Repeat the lines beginning at the one with "Could you kindly annotate the dry" and running to the end of the material, keeping the first and last of them, exactly as they appear.

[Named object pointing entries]
──────────────────────────────
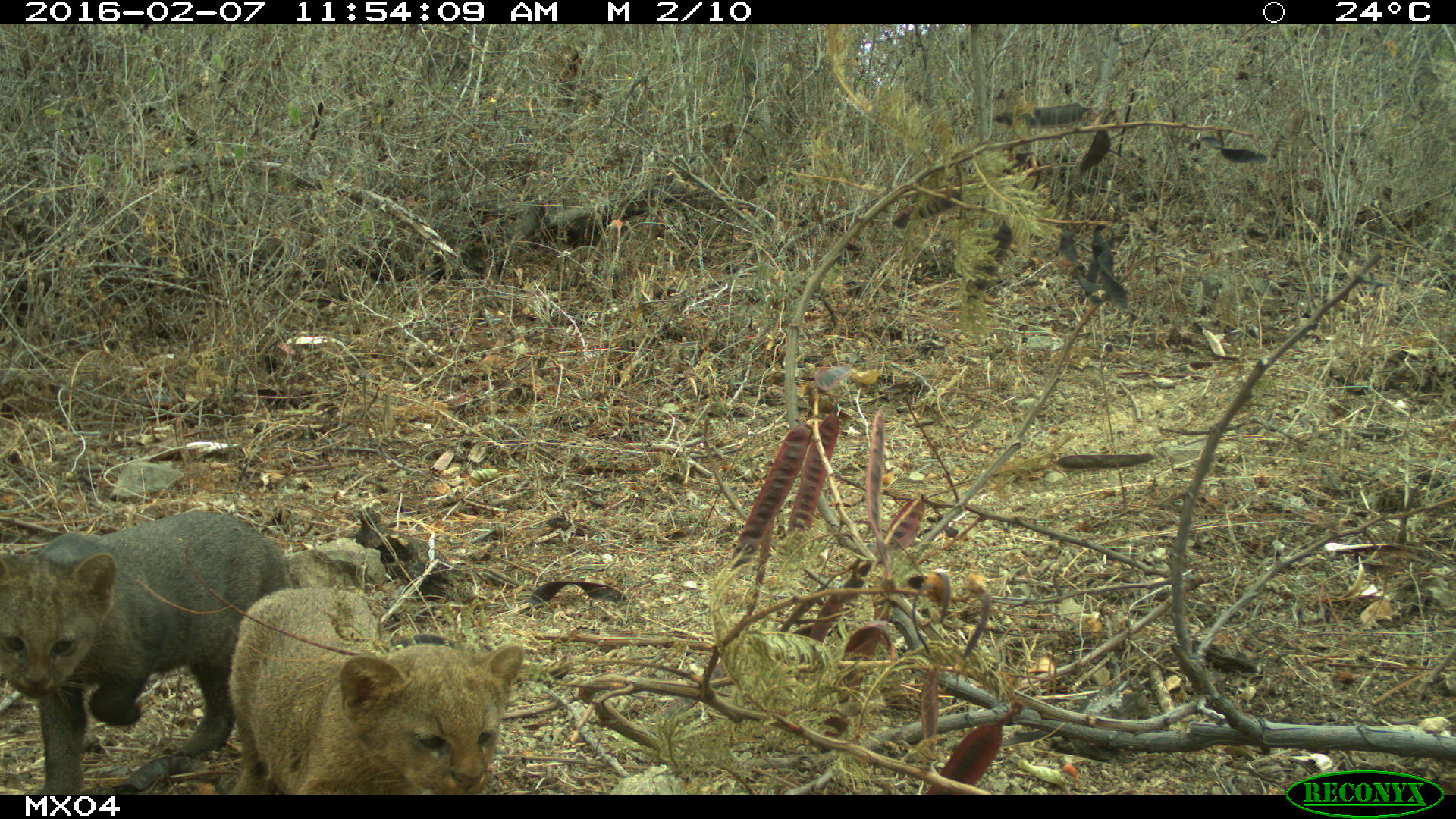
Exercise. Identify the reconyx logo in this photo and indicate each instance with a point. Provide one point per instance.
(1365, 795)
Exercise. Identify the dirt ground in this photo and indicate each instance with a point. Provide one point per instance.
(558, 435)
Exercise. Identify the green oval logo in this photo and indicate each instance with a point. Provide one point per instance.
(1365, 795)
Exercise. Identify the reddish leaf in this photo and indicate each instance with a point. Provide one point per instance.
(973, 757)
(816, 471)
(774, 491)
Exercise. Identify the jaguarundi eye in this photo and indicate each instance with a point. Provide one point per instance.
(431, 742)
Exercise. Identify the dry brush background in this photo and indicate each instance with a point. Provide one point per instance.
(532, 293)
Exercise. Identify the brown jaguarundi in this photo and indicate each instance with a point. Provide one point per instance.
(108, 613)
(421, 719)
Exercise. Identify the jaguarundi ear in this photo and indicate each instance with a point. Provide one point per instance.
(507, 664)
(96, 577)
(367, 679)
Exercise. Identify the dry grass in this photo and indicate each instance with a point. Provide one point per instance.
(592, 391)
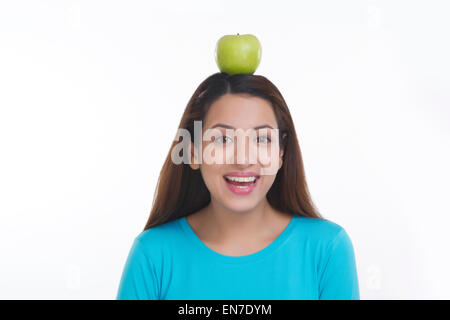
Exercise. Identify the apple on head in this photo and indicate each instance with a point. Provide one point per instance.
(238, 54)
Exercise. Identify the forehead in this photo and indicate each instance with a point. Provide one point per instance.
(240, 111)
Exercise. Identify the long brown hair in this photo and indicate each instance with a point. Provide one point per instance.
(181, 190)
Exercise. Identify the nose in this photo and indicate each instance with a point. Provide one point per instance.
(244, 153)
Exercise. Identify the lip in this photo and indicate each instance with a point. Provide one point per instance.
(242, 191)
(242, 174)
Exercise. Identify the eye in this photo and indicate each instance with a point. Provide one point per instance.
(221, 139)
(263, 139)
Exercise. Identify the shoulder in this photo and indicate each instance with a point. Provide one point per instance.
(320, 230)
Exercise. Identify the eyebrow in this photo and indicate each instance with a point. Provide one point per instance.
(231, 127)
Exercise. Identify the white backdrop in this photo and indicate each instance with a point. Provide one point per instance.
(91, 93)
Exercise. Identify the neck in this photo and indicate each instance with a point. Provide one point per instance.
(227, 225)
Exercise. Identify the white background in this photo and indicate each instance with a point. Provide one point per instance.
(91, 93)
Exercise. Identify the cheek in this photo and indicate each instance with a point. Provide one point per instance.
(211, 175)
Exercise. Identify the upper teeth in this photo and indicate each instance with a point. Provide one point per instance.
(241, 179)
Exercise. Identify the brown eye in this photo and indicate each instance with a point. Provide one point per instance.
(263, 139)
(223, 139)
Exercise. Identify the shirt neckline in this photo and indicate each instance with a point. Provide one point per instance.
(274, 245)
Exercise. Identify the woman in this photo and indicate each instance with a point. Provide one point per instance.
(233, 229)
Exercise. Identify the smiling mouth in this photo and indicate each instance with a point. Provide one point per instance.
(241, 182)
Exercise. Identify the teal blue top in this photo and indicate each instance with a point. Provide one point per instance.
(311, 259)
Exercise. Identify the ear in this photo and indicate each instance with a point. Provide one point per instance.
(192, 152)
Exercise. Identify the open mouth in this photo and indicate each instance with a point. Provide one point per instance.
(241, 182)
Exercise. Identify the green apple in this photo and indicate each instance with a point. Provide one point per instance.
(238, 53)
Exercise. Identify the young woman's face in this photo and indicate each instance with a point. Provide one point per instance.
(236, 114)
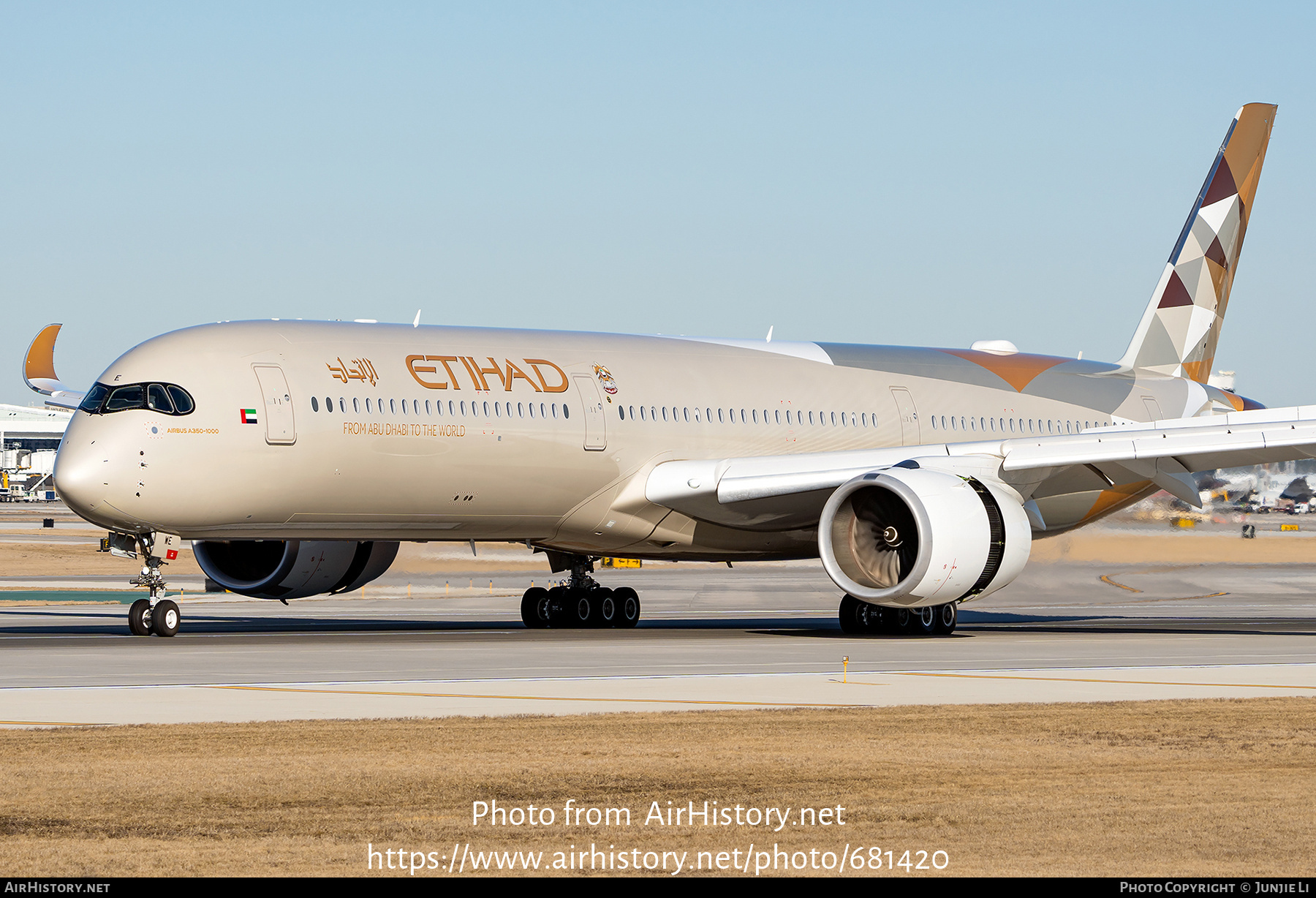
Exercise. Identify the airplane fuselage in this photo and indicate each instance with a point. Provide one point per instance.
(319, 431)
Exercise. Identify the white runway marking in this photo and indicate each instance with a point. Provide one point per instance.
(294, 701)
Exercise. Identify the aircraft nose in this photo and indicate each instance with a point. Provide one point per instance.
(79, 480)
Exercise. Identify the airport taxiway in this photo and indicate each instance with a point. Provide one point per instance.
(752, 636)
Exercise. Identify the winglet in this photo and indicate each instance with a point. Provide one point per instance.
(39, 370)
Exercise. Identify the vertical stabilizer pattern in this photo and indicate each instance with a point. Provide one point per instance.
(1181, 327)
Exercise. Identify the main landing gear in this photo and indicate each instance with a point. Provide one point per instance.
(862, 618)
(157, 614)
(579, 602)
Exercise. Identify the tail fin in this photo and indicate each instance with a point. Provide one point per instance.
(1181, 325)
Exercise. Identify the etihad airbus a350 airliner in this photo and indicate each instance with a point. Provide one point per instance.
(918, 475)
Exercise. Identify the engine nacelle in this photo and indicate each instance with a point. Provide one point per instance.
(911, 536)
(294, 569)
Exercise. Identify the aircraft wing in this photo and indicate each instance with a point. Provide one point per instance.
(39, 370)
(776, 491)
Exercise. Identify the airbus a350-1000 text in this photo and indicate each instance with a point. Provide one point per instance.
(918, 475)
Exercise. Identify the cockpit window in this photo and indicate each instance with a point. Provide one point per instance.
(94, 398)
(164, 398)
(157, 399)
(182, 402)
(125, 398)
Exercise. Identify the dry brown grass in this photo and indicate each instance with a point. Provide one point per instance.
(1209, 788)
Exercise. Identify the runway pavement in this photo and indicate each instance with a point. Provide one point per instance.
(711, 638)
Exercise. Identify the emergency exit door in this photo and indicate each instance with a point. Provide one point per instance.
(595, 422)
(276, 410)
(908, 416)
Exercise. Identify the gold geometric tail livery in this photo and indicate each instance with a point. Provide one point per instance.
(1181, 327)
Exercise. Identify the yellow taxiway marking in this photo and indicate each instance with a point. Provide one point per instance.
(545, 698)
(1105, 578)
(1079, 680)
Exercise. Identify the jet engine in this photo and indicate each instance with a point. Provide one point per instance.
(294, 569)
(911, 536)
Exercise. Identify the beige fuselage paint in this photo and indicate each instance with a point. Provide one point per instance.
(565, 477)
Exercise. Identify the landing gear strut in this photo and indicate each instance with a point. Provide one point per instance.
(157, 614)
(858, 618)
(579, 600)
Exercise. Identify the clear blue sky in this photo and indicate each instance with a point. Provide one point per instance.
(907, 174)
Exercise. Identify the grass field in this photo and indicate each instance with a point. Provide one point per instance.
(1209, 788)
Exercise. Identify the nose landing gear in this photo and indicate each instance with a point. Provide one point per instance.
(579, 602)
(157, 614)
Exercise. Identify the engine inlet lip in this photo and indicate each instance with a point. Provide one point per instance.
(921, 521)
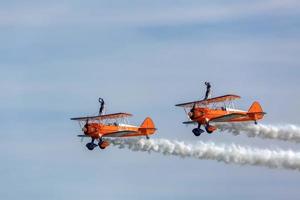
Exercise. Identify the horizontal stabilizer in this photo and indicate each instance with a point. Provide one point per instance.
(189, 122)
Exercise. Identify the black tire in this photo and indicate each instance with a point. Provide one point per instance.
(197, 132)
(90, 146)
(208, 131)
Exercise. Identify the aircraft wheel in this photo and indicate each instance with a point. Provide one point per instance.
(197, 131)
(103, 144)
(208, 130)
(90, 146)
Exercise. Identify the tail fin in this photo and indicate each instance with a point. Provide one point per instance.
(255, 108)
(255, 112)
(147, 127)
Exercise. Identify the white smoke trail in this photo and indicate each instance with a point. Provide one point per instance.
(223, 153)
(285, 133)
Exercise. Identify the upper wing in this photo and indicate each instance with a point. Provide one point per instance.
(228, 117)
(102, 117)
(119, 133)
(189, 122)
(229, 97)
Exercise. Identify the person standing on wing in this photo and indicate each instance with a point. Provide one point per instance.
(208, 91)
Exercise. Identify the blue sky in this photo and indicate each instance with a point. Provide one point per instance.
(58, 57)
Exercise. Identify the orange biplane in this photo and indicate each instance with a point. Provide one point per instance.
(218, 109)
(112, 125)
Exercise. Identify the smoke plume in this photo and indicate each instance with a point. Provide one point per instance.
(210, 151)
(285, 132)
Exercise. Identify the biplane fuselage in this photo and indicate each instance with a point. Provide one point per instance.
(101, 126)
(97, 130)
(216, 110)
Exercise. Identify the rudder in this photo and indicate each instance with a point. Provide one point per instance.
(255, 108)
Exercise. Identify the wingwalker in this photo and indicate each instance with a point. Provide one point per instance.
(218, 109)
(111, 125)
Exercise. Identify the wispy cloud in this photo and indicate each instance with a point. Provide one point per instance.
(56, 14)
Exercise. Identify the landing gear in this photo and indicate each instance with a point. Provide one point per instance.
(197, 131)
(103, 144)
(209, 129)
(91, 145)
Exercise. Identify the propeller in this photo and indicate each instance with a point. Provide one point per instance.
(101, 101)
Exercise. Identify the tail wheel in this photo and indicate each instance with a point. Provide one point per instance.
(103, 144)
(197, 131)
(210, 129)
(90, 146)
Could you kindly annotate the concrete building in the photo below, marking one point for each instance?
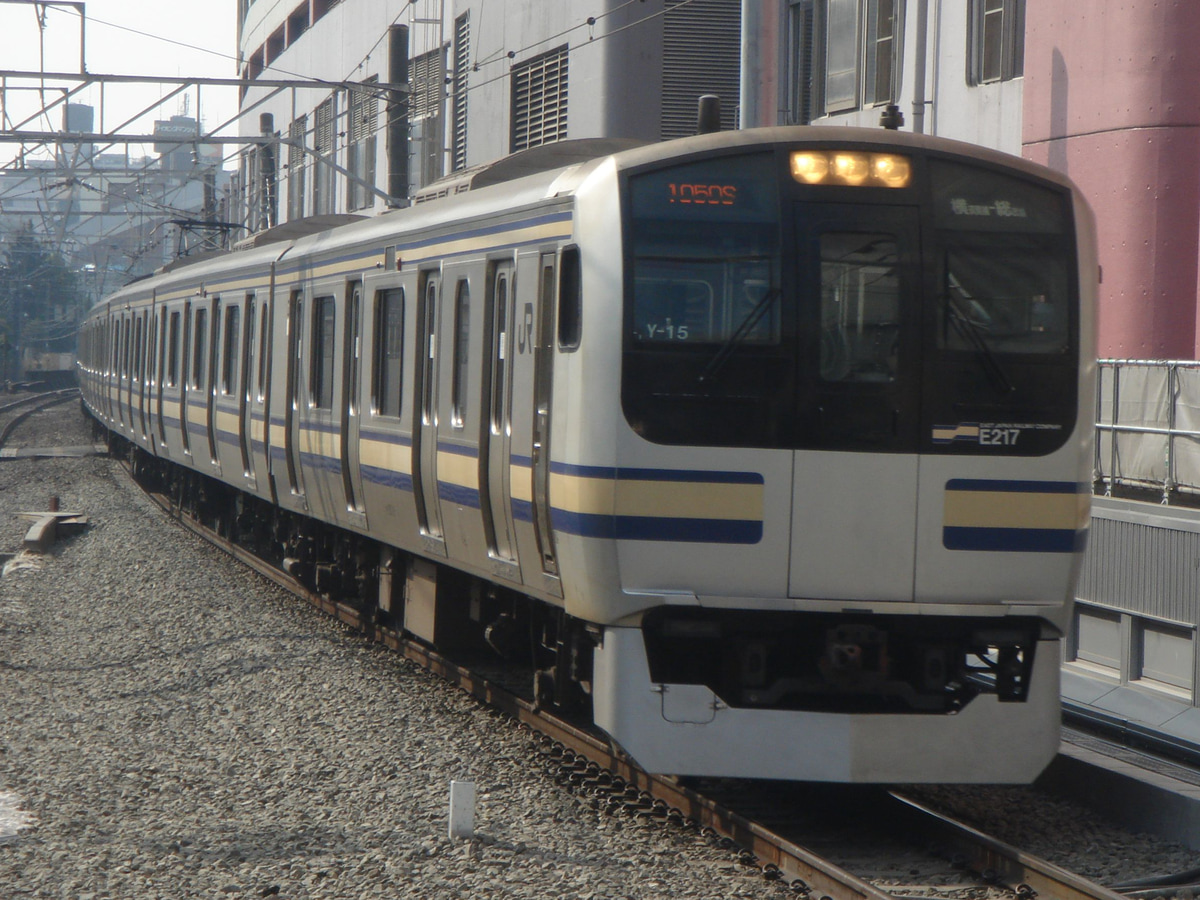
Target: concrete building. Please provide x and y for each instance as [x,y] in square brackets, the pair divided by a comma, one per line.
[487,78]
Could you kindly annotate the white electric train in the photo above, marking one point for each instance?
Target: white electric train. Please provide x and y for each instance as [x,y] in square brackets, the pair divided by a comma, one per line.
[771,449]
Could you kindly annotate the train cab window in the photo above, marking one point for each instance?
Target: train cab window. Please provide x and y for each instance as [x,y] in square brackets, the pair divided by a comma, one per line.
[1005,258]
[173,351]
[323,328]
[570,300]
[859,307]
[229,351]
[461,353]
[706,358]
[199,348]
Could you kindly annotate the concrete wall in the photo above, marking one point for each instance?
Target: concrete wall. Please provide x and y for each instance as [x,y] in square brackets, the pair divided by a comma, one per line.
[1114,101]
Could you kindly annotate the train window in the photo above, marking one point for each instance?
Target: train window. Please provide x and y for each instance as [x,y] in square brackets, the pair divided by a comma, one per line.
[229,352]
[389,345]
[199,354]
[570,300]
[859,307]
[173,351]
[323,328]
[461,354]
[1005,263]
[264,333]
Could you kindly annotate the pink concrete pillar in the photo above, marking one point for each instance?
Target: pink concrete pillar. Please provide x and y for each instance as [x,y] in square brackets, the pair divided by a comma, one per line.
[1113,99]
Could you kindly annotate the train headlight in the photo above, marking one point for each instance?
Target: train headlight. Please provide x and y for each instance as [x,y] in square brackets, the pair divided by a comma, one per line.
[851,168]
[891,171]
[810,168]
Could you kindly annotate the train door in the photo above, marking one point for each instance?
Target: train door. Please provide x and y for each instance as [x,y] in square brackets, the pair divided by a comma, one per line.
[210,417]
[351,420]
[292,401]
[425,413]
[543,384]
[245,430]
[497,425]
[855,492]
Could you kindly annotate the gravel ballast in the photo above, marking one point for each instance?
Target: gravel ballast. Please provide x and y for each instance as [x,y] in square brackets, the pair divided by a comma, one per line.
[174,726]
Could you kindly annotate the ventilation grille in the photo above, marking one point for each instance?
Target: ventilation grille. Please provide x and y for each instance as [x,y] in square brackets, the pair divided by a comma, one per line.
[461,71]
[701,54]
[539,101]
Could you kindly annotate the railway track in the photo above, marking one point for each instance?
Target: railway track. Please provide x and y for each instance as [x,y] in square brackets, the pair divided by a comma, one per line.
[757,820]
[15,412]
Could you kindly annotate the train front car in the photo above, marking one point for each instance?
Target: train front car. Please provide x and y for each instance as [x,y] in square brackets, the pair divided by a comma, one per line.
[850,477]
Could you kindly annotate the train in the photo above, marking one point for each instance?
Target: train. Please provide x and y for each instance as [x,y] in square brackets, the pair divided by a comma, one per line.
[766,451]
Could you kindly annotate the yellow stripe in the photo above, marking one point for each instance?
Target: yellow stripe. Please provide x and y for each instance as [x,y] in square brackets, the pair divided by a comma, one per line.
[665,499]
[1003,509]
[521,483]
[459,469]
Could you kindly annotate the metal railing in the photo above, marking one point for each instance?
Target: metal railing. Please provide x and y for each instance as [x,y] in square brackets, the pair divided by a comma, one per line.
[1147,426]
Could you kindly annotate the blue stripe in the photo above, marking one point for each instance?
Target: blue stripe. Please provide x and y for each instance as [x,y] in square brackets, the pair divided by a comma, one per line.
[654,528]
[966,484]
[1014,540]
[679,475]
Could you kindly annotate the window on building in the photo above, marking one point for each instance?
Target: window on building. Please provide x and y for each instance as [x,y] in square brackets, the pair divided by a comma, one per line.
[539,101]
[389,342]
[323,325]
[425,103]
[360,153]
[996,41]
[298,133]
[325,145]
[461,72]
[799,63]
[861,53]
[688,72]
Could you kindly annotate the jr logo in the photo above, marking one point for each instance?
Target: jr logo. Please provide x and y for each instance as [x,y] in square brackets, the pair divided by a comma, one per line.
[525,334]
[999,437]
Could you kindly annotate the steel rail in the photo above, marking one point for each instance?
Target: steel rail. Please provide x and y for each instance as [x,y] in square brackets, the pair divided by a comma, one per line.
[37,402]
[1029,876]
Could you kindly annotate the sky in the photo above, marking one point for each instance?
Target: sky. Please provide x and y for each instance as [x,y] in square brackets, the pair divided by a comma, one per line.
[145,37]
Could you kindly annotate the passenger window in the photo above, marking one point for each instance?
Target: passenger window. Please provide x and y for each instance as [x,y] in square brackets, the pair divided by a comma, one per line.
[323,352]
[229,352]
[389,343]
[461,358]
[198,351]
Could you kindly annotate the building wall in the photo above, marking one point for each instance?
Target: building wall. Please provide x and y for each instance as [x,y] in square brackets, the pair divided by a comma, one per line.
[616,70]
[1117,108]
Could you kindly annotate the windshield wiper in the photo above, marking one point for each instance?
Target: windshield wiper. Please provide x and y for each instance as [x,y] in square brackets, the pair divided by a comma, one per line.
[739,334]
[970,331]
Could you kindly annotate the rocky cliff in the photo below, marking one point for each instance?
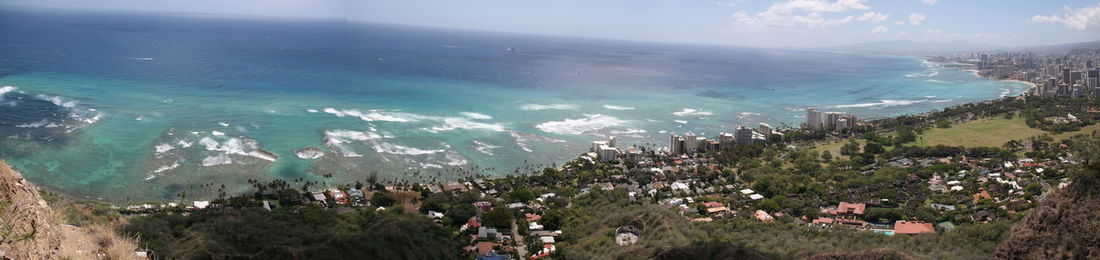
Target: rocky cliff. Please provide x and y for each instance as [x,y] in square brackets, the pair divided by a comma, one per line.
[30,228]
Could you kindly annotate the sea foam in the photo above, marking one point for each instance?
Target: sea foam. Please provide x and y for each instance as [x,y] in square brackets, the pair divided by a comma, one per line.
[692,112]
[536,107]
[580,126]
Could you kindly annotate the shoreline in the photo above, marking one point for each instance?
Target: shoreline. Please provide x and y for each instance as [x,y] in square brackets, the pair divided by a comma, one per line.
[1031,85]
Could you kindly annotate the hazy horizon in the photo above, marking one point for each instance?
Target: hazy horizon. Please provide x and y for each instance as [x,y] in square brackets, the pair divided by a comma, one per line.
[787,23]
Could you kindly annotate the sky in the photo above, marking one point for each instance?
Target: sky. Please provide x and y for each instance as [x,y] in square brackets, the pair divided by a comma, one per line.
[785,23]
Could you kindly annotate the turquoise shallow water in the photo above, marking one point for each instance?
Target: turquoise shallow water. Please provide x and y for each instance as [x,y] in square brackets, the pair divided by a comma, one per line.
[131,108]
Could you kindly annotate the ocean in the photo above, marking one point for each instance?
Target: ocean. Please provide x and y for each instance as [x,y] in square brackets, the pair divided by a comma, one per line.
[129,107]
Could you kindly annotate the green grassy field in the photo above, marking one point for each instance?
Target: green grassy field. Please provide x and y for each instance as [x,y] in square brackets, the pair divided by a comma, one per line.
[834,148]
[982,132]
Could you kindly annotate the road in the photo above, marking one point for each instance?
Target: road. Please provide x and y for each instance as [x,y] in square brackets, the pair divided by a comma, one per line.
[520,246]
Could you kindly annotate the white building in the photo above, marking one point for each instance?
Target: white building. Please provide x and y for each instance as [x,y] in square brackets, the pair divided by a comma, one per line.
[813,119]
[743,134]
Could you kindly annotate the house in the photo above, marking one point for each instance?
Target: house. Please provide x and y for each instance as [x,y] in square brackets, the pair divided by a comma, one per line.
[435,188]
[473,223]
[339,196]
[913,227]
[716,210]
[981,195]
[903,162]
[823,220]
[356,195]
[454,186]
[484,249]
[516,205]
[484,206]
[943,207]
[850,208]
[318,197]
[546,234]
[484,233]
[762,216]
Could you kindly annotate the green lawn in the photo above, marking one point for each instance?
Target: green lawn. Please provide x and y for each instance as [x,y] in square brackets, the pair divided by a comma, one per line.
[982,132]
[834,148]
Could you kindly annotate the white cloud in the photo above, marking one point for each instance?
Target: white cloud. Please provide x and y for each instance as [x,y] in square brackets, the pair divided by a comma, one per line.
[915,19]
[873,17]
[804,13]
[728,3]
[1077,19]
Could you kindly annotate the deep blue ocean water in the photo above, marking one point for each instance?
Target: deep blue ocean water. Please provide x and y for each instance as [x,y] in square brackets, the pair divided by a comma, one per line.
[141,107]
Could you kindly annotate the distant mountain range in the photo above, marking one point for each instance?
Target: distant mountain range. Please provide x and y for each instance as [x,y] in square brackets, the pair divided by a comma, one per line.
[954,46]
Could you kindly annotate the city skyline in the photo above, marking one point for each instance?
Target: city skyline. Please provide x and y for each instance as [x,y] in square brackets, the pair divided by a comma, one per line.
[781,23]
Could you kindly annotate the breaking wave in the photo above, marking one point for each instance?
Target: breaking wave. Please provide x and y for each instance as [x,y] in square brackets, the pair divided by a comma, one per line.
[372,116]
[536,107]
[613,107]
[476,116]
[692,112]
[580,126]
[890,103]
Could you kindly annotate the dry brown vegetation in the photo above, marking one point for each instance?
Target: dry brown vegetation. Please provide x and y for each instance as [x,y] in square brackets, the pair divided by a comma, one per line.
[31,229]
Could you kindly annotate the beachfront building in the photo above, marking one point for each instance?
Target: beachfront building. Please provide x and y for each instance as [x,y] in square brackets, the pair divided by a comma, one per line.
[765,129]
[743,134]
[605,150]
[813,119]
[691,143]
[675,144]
──────────────────────────────
*WRITTEN REPLY*
Could you kindly annotate the dry brown vegetation in the photo above, marking one point for each instance?
Target: dry brown vegetation. Please provide x and y for each instance as [x,y] in square brackets, the pair divided by a comma, one per line.
[31,229]
Could you kindly annotate the beachfront building in the photo above, marking one point for each instance?
Target: beachfront building. Please provide x and y for each instance as [x,y] in square brackets, the pair divided by a comma, one per line.
[765,129]
[743,134]
[605,150]
[813,119]
[691,143]
[675,144]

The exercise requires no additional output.